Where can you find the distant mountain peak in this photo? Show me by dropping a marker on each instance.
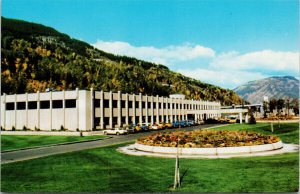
(272, 87)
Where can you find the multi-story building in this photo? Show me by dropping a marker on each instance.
(92, 110)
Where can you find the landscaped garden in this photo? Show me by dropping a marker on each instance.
(207, 139)
(107, 170)
(15, 142)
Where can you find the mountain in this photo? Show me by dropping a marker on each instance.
(272, 87)
(36, 57)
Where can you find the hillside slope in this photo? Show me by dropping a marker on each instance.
(272, 87)
(36, 57)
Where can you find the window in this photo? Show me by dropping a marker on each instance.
(97, 121)
(123, 119)
(115, 104)
(106, 121)
(154, 105)
(32, 105)
(123, 104)
(21, 105)
(129, 104)
(143, 104)
(44, 104)
(136, 104)
(70, 103)
(106, 103)
(57, 104)
(97, 103)
(10, 106)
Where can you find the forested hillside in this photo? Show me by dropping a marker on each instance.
(36, 57)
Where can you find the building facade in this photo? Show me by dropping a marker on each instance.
(94, 110)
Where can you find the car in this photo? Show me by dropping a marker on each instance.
(115, 131)
(191, 122)
(179, 124)
(168, 125)
(232, 120)
(143, 126)
(131, 128)
(155, 127)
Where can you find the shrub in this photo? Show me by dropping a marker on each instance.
(252, 120)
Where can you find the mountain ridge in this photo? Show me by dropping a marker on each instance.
(36, 57)
(273, 87)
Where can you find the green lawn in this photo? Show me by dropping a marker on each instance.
(12, 142)
(106, 170)
(288, 132)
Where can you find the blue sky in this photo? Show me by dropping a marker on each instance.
(223, 42)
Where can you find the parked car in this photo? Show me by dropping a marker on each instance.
(115, 131)
(155, 127)
(144, 126)
(179, 124)
(191, 122)
(168, 125)
(131, 128)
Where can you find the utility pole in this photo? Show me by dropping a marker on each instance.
(177, 173)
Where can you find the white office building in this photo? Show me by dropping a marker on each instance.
(93, 110)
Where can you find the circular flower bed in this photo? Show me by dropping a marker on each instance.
(207, 139)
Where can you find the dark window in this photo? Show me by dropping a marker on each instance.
(10, 106)
(44, 104)
(115, 104)
(143, 104)
(106, 121)
(106, 103)
(21, 105)
(129, 104)
(57, 104)
(97, 103)
(97, 121)
(123, 103)
(32, 105)
(115, 121)
(123, 119)
(70, 103)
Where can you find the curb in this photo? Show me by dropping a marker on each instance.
(52, 145)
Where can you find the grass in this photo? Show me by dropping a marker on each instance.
(15, 142)
(106, 170)
(288, 132)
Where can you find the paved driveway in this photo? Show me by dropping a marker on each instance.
(9, 157)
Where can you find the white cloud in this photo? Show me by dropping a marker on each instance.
(227, 70)
(227, 79)
(261, 60)
(166, 55)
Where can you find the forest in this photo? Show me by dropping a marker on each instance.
(36, 57)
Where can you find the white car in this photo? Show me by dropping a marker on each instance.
(115, 131)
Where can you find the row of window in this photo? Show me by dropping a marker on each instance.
(137, 104)
(45, 104)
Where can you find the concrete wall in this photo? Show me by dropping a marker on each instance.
(90, 110)
(70, 109)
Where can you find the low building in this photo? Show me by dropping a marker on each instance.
(94, 110)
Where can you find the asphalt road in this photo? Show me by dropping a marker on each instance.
(9, 157)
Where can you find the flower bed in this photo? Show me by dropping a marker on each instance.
(207, 139)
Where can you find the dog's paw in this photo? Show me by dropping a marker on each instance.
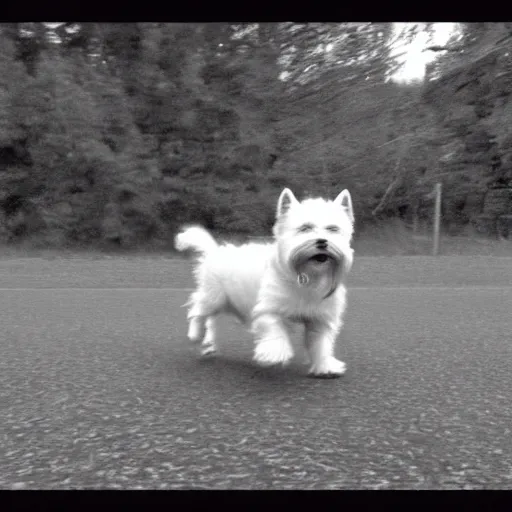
(196, 330)
(208, 350)
(273, 352)
(328, 368)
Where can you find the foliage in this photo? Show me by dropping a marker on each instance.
(117, 133)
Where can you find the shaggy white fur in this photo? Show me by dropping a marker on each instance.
(298, 278)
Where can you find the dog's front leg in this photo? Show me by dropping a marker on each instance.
(272, 343)
(320, 340)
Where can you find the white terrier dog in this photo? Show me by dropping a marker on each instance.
(298, 278)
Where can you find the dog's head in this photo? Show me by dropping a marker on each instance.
(314, 236)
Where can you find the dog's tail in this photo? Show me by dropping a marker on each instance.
(195, 238)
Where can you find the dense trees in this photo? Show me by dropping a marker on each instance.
(118, 132)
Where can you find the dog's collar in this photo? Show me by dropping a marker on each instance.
(331, 291)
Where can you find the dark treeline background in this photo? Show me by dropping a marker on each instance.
(116, 133)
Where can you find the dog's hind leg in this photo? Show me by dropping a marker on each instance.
(203, 307)
(272, 343)
(208, 345)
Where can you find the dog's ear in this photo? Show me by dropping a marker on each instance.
(345, 201)
(286, 199)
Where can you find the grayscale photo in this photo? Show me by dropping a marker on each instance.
(256, 256)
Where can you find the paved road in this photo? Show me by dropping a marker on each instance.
(99, 388)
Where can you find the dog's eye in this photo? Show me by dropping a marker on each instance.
(305, 227)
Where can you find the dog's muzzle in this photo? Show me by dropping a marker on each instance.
(319, 251)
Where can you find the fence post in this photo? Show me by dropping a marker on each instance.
(437, 218)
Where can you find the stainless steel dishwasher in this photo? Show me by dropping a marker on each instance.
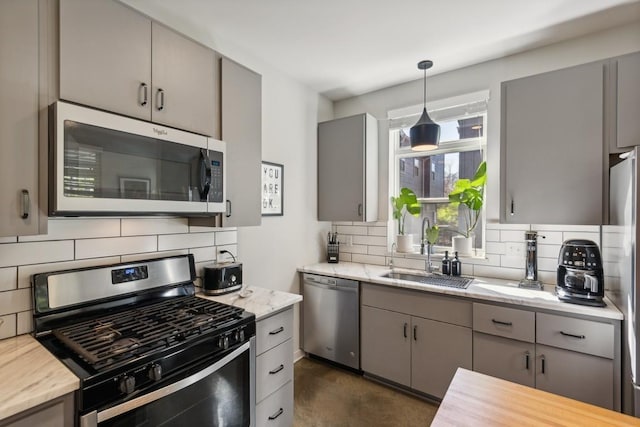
(331, 319)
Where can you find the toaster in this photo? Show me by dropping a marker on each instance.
(222, 278)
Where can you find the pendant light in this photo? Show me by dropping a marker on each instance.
(425, 134)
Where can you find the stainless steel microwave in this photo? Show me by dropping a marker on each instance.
(105, 164)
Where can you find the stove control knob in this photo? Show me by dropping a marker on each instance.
(155, 372)
(127, 384)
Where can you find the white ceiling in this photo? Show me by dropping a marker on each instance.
(343, 48)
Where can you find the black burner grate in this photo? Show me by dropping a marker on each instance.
(117, 338)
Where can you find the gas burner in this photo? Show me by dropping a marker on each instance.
(124, 345)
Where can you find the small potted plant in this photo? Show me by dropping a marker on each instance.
(406, 202)
(469, 192)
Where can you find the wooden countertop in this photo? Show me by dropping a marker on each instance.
(30, 375)
(475, 399)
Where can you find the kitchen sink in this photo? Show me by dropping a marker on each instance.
(432, 279)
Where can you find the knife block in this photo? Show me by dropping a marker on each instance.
(333, 252)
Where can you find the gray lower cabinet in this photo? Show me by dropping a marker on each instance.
(628, 100)
(114, 58)
(58, 412)
(19, 107)
(241, 98)
(552, 147)
(348, 169)
(274, 370)
(414, 339)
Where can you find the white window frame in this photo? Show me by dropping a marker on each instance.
(469, 144)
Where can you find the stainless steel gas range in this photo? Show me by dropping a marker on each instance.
(146, 349)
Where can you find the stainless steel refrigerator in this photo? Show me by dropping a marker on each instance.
(622, 260)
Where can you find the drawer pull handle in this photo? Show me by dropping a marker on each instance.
(275, 371)
(276, 415)
(277, 331)
(566, 334)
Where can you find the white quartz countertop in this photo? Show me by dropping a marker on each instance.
(30, 376)
(488, 289)
(260, 301)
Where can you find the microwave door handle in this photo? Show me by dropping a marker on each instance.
(205, 175)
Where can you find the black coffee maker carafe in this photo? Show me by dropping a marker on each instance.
(580, 278)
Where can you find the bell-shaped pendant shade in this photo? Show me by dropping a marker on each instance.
(425, 134)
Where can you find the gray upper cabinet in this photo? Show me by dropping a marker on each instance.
(183, 82)
(552, 147)
(105, 56)
(628, 100)
(109, 54)
(241, 100)
(19, 104)
(348, 169)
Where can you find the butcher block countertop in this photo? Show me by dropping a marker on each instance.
(475, 399)
(30, 376)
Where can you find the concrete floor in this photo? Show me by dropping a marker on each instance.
(326, 396)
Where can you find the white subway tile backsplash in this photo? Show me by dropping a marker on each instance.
(15, 301)
(207, 254)
(370, 240)
(183, 241)
(152, 255)
(8, 278)
(74, 228)
(26, 271)
(142, 226)
(14, 254)
(351, 229)
(226, 237)
(7, 326)
(24, 323)
(368, 259)
(95, 248)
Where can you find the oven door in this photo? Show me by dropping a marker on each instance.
(222, 394)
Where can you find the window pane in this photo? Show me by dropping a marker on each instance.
(452, 130)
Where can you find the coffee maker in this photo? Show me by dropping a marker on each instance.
(580, 276)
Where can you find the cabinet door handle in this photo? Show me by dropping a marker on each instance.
(566, 334)
(277, 331)
(278, 369)
(499, 322)
(26, 204)
(143, 94)
(160, 99)
(276, 415)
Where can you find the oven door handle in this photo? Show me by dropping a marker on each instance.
(93, 418)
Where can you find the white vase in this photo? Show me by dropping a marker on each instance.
(462, 245)
(405, 242)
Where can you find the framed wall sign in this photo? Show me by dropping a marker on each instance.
(272, 189)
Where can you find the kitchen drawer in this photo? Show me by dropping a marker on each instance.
(277, 409)
(504, 322)
(273, 369)
(585, 336)
(274, 330)
(456, 311)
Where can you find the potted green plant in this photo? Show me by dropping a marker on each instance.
(469, 192)
(406, 202)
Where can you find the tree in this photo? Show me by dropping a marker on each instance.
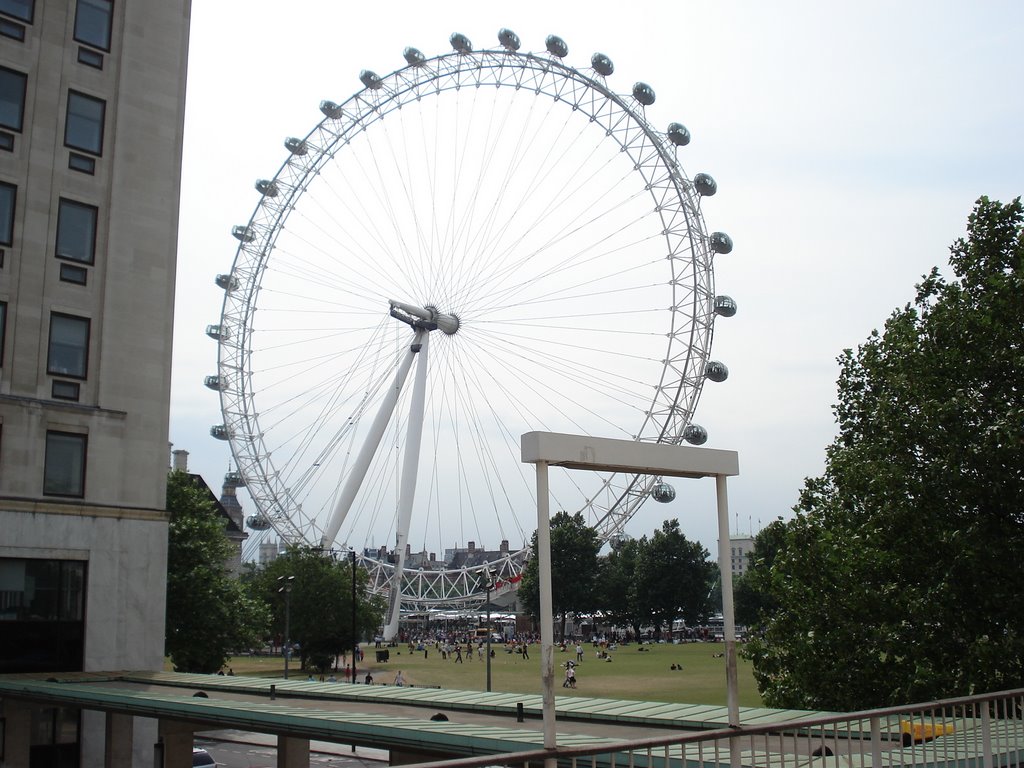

### Task item
Reproduce nothing but the lines from the line containing "Where can you find the kitchen drawer" through the last line of the data above, exactly as written and without pictures.

### Solved exercise
Where can you find the kitchen drawer in this photo? Show me by dropping a marker on each instance.
(277, 409)
(504, 322)
(273, 369)
(585, 336)
(274, 330)
(456, 311)
Where can you find the potted green plant in this photo? Show me by dropping a marker on each instance.
(469, 192)
(406, 202)
Where can you find the tree in this photo? Show me by dropping a marker on each instance.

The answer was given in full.